Document extract:

Hiya, I'm Kara.
Executive Summary version:
I'm an unconventionally resourceful, former bean-counting, question-asking machine, critical thinker, and strategic problem-solver who’s been turning around stressful, chaotic situations for individuals and organizations for over 20 years. It's how I typically feel most creatively in flow.
What I’m up to now:
After a decade of supporting frazzled, Type-A women at the intersection of functional health & lifestyle redesign, I launched Le vital corps Salon podcast in 2016. As salonnière, I host successful working women – from artists to change agents to astronauts - and ask them how they navigate BS and sidestep burnout. This gets me invited to host all kinds of conversations at conferences and events.
Additionally, I created the 33K Task List Project. It’s my attempt to collect and transform 33,000 handwritten task lists from women into art and explore how we juggle obligation and desire. Take a peek here.
It may seem like I have a lot of energy now. It wasn’t always that way.
I grew up in a small New England town where the diversity was largely French Catholic or Irish Catholic. (Boring.) I did my homework. I played sports. I followed the rules (ok, mostly followed the rules). As a 1st-gen college student, I worked really hard to get the "right" job as Certified Public Accountant. After interning, I rolled into my senior year with a job with one of the 3 most prestigious firms on the planet. Eventually, it led me to the New York office. Wasn't I fancy?
Turns out, the "right" job was so wrong for me. I was externally successful, but internally bankrupt. At points, I was working 100-hour weeks. My health was eroding from all the take-out, boozy client dinners, stress overload, and lack of sleep. My energy and creativity were sapped. My weight exploded. I cried in hotel rooms as I missed family & friends' birthdays or milestones because I needed to be a "team player." Let's not even talk about dating. For what? A small card from the Commonwealth of Massachusetts that said I could count dollars and inventory.

Study material:
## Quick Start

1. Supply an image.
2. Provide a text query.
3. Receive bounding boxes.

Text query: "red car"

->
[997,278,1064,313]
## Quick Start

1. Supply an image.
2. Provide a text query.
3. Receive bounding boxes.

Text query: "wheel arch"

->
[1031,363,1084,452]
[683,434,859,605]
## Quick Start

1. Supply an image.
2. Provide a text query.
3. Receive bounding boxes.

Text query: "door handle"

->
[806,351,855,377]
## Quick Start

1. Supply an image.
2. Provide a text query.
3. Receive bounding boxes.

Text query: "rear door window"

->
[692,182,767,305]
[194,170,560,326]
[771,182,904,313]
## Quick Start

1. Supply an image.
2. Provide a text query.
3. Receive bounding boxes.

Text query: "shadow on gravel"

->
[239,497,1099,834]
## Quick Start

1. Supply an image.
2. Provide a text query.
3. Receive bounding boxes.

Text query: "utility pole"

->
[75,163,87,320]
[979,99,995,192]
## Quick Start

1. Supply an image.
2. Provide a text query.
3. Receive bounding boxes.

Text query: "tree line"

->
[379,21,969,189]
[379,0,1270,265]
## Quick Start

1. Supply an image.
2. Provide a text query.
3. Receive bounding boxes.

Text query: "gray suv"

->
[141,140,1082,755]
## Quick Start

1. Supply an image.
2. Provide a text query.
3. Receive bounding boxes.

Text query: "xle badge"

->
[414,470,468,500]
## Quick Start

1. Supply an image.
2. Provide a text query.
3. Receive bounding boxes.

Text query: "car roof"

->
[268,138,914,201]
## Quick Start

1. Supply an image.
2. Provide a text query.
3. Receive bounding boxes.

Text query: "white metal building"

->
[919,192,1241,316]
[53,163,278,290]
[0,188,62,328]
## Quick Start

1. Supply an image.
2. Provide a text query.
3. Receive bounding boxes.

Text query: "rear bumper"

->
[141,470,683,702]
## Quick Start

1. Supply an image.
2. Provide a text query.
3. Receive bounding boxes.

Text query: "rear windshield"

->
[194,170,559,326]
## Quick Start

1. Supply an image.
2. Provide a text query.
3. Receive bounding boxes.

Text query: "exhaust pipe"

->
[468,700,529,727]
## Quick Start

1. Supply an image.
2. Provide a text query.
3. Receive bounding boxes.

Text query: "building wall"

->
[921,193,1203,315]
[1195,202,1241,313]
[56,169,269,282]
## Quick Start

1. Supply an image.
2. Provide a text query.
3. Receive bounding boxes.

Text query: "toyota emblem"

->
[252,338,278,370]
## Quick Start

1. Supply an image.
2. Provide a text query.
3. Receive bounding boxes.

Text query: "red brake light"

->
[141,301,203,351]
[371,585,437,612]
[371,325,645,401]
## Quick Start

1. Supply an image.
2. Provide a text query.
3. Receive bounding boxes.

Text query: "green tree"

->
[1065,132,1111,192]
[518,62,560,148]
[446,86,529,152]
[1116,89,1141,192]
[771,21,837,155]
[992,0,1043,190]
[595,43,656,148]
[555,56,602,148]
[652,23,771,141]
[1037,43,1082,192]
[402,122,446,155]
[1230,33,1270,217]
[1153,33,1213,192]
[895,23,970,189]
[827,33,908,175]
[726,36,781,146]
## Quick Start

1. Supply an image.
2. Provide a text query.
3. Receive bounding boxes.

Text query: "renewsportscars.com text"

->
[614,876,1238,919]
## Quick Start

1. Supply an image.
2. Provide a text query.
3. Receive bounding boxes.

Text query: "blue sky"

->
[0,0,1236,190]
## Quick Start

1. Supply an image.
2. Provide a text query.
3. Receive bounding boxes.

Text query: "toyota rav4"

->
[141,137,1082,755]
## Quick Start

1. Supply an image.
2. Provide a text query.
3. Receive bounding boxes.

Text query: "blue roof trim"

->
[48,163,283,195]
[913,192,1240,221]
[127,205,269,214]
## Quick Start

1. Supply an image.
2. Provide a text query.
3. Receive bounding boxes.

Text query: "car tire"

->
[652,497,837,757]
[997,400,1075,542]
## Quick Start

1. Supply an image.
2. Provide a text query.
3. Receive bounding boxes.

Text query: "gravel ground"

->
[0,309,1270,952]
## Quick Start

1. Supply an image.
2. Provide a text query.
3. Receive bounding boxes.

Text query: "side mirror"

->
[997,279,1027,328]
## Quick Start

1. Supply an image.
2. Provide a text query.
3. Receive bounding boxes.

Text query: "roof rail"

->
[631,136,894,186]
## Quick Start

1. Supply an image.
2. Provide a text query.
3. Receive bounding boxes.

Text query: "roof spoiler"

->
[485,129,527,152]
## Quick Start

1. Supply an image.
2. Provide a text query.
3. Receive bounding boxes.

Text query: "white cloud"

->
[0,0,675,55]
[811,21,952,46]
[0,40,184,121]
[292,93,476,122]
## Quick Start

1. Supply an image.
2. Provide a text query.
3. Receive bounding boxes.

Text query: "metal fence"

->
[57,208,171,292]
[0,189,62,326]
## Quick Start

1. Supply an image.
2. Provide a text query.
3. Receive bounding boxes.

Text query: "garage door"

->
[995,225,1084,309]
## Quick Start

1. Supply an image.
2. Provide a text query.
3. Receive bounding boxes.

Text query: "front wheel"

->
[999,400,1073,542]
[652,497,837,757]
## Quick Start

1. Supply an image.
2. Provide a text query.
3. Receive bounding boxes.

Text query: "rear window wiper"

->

Task list:
1. List the things the personal profile names as eroding the writer's health.
2. Based on the personal profile, does each statement agree with the text? Answer yes or no for each, quoting the words that decide it.
(a) The podcast was launched in 2016.
(b) The writer grew up in a large city.
(c) The 33K Task List Project collects typed task lists.

Responses in order:
1.
- Take-out
- Boozy client dinners
- Stress overload
- Lack of sleep

2.
(a) Yes: "I launched Le vital corps Salon podcast in 2016."
(b) No: "I grew up in a small New England town"
(c) No: "collect and transform 33,000 handwritten task lists"